▶ [EXTRACT TO READ]:
# Cape Vape meet day has arrived



## Marzuq (6/12/14)

Hello all vape towners.

The big day has arrived and there is loads of excitement in the air. Just wanted to drop in and say have an epic day. 

To all who have entered the competitions, best of luck to you all and may the best vaper win.

We have a special raffle put together. Please guys support as your sign in. Cost is R20 and all proceeds goes to ecigssa as a donation. Enter as many times as you like and stand a better chance to win.

To all who have sponsored and supported us we just want to say thank you for helping make this day what it's going to be. 

See you all there

Reactions: Like 7


----------



## Rellik (6/12/14)

Hope to see you there Marzuq!


----------



## andro (6/12/14)

Enjoy guys . I wish i could come . Please upload lot of photo .


----------



## Silver (6/12/14)

Enjoy the vape meet fellow vapers!
Have a blast

And i hope those that travelled down to CT got there safely


----------



## Achmat89 (6/12/14)

Lol i was just thinking, how are we gonna know who's who? Most forum names has no relation to their real names


----------



## kimbo (6/12/14)

Enjoy guys, Hope you have as much fun as i did at the JHB meet


----------



## Marzuq (6/12/14)

Achmat88 said:


> Lol i was just thinking, how are we gonna know who's who? Most forum names has no relation to their real names



@Yusuf Cape Vaper has arranged for name tags. Your forum name is printed on it and there will be space for you to write you actual name on it if you so wish

Reactions: Like 2


----------



## Achmat89 (6/12/14)

▶ [DATASET ENTRIES]:
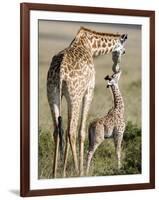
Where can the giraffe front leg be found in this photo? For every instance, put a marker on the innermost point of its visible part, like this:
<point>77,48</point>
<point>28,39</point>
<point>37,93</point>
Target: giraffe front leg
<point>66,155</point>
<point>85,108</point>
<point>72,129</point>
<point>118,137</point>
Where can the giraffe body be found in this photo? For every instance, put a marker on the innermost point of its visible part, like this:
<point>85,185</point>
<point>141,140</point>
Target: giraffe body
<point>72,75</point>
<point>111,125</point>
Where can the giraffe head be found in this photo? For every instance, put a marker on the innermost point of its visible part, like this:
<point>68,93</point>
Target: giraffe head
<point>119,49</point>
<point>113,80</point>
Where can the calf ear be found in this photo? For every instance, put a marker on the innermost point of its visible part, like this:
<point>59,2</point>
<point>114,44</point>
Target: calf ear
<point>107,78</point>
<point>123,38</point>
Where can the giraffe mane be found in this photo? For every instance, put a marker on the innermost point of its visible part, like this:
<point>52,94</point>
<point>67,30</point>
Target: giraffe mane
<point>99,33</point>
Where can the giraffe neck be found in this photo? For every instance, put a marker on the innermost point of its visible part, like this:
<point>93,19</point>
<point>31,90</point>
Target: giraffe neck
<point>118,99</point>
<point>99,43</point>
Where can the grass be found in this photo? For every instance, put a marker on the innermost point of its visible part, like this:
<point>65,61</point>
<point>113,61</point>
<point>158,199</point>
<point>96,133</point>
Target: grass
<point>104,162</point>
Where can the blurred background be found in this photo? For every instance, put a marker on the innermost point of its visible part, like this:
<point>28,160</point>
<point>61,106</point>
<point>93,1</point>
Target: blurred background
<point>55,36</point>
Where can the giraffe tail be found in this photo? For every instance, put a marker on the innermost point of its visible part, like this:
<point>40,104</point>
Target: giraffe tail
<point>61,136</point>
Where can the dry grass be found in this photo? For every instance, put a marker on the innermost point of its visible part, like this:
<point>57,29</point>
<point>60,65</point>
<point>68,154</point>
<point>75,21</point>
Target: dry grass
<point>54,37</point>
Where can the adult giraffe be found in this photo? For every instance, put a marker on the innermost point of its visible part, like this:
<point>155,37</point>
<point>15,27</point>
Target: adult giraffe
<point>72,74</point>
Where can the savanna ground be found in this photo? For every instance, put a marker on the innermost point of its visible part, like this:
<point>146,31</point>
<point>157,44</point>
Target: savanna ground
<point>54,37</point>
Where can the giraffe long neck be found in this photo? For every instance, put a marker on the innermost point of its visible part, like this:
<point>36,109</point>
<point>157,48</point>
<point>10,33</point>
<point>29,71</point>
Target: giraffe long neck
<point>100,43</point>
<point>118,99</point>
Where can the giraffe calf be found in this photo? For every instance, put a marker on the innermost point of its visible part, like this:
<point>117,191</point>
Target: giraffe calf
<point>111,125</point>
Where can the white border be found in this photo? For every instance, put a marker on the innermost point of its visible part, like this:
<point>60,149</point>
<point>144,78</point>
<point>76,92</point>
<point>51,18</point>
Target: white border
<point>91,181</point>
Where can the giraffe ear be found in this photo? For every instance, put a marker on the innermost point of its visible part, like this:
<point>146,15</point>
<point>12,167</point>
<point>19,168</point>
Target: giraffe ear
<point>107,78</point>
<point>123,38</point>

---

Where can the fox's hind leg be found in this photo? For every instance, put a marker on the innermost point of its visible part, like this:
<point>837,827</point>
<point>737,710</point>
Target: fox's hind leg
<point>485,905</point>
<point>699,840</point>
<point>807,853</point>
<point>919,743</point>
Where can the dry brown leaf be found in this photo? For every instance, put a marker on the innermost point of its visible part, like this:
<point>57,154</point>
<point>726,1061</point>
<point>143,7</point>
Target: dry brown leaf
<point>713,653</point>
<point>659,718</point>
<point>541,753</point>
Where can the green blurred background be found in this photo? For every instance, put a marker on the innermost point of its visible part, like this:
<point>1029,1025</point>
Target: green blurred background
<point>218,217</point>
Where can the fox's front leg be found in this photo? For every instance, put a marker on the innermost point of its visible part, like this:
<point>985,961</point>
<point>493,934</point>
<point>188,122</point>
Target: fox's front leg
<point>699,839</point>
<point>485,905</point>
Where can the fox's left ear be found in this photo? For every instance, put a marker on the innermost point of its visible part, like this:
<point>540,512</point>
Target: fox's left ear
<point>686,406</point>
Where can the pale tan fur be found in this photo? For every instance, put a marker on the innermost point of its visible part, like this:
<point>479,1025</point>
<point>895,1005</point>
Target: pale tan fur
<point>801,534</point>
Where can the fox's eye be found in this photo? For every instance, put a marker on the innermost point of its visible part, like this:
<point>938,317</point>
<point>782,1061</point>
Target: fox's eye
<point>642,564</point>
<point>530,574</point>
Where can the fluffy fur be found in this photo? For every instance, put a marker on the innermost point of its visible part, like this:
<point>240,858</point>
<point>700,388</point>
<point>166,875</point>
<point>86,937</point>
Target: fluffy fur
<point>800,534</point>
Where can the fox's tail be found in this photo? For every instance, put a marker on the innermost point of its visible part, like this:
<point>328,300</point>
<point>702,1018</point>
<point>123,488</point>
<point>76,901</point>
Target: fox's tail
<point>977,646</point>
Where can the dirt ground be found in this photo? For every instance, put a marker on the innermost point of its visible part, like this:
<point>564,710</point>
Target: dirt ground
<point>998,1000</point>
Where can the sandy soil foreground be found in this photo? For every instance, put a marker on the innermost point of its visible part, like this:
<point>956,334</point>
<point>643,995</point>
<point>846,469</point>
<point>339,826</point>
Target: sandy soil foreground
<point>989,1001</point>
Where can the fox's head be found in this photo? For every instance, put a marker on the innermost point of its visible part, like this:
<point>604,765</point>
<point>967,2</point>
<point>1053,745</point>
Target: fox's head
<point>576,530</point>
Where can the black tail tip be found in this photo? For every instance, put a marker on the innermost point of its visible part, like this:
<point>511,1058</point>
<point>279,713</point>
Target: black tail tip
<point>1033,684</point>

▶ [EXERCISE TASK 1]: From the vape meet thread, reproduce the passage between "# Cape Vape" and "chance to win.", inclusive, without any changes.
▶ [EXERCISE TASK 2]: In the vape meet thread, what does one raffle entry cost, and where do the proceeds go?
▶ [EXERCISE TASK 3]: Continue the vape meet thread from the point at which it stops.

▶ [FINAL ANSWER 1]:
# Cape Vape meet day has arrived



## Marzuq (6/12/14)

Hello all vape towners.

The big day has arrived and there is loads of excitement in the air. Just wanted to drop in and say have an epic day. 

To all who have entered the competitions, best of luck to you all and may the best vaper win.

We have a special raffle put together. Please guys support as your sign in. Cost is R20 and all proceeds goes to ecigssa as a donation. Enter as many times as you like and stand a better chance to win.

▶ [FINAL ANSWER 2]: Each entry costs R20, and all proceeds go to ecigssa as a donation.

▶ [FINAL ANSWER 3]:
Marzuq said:


> @Yusuf Cape Vaper has arranged for name tags. Your forum name is printed on it and there will be space for you to write you actual name on it if you so wish



Awesome stuff bro, nah you guys are really on the ball with this event. Looking forward to it

Reactions: Like 1


----------



## Nooby (6/12/14)

Guys, Are there any load shedding in town? Our power went off for the 2nd time now. Will Nuri's still open there doors if there is no power?


----------



## ProDiCaL (6/12/14)

Quite excited first vape meet


----------



## Matt (6/12/14)

Sadly not going to make it today. Enjoy the meet guys.


----------



## Marzuq (7/12/14)

Now to start planning the next meet.

Reactions: Like 1 | Agree 1


----------



## Achmat89 (7/12/14)

Hopefully oneday we could get to the level of vapecon they have in the states. Would be a vapers heaven no doubt!!


----------



## Marzuq (7/12/14)

Achmat88 said:


> Hopefully oneday we could get to the level of vapecon they have in the states. Would be a vapers heaven no doubt!!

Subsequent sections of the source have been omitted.